▶ READING PASSAGE:
────────────────────

# 10 minutes to gators

In [1]:
%load_ext autoreload
%autoreload 2

In [2]:
import copy
import numpy as np
import pandas as pd
from pandas.testing import assert_frame_equal
from xgboost import XGBClassifier
import treelite
import treelite_runtime
import dill

In [3]:
# imputers
from gators.imputers import (
    FloatImputer, 
    IntImputer, 
    ObjectImputer,
)
# encoders
from gators.encoders import WOEEncoder
# pipeline
from gators.pipeline import Pipeline
# model building
from gators.model_building import XGBBoosterBuilder

## end-to-end simple worflow

The workflow is as followed:

1- create a pipeline to take care of the data preproprocessing.

2- train the pipeline on a *pandas* or *koalas* dataframe.

3- generate the preproccessed data.

────────────────────

▶ SUPPLIED DATA:
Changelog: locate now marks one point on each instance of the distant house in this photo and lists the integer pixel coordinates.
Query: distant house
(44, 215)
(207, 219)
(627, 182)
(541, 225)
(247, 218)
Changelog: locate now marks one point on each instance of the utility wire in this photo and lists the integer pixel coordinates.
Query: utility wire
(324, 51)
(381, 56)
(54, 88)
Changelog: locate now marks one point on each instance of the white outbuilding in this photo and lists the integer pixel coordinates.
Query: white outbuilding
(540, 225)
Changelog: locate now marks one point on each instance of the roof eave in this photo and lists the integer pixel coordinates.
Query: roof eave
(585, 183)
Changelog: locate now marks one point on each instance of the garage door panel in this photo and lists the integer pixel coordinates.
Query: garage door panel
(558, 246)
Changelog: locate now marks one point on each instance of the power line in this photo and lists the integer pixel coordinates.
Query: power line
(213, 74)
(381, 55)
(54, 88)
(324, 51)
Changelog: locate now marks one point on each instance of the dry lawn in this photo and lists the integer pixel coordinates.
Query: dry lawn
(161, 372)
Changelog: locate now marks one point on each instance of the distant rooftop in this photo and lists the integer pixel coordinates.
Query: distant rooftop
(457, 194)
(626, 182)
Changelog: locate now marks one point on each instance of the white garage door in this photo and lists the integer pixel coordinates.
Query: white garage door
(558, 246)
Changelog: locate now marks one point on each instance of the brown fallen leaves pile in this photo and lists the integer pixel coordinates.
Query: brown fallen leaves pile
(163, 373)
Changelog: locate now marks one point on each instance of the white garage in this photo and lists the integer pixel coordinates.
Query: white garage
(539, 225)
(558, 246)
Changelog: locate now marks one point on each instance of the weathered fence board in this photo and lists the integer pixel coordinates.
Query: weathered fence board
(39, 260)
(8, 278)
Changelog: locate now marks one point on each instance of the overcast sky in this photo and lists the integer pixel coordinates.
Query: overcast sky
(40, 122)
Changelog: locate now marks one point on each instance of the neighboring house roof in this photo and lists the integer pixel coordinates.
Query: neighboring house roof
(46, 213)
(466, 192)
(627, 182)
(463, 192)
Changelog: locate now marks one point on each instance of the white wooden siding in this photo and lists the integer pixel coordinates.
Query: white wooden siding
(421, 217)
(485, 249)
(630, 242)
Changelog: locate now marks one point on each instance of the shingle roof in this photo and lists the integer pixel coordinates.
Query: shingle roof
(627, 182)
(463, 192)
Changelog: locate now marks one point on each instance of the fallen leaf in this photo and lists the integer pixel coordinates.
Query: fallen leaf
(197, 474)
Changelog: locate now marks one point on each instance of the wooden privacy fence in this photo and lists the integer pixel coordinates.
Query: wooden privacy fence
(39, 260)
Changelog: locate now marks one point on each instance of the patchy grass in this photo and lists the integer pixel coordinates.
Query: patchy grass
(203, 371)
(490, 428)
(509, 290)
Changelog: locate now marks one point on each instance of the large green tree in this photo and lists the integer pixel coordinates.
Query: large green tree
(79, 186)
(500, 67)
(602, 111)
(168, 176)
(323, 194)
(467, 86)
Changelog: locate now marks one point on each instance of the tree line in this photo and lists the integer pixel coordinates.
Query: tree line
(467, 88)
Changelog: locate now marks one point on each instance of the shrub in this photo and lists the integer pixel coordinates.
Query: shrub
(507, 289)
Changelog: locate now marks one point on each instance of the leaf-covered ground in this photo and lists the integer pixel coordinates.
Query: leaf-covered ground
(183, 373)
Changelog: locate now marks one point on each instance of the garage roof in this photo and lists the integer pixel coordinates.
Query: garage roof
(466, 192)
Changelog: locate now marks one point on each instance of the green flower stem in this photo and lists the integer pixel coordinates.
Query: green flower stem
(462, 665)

────────────────────

▶ TASKS TO PERFORM:
1. Answer these from the gators tutorial:
(a) Which encoder is imported from gators.encoders?
(b) Which three imputers are imported from gators.imputers?
(c) According to step 2 of the workflow, on which two kinds of dataframe is the pipeline trained?
2. Output the part of the gators tutorial that begins at the words "## end-to-end simple" and stops after "the preproccessed data.".
3. Pick up the gators tutorial after its last line and continue writing it.

▶ RESULTS FOR THE EXERCISE:
1.
(a) WOEEncoder
(b) FloatImputer, IntImputer and ObjectImputer
(c) A pandas or a koalas dataframe

2.
## end-to-end simple worflow

The workflow is as followed:

1- create a pipeline to take care of the data preproprocessing.

2- train the pipeline on a *pandas* or *koalas* dataframe.

3- generate the preproccessed data.

3.
4- train a decision tree based model on the preprocessed data.

5- use *treelite* to compile the model in C.
    
The pipeline and the compiled model can then be deployed in production.

**Notes:**
    
* *koalas* and/or *pandas* are used offline,
by means of the `fit` and `transform methods`.
* In production, *numpy* is used with `transform_numpy`.

The pipeline will be only composed of the following four transformers:

* ObjectImputer
* WOEEncoder
* FloatImputer
* IntImputer

### with pandas

In [4]:
data = pd.read_parquet('data/titanic.parquet')
y = data['Survived']
X = data.drop(['Survived'], axis=1)
X.head(2)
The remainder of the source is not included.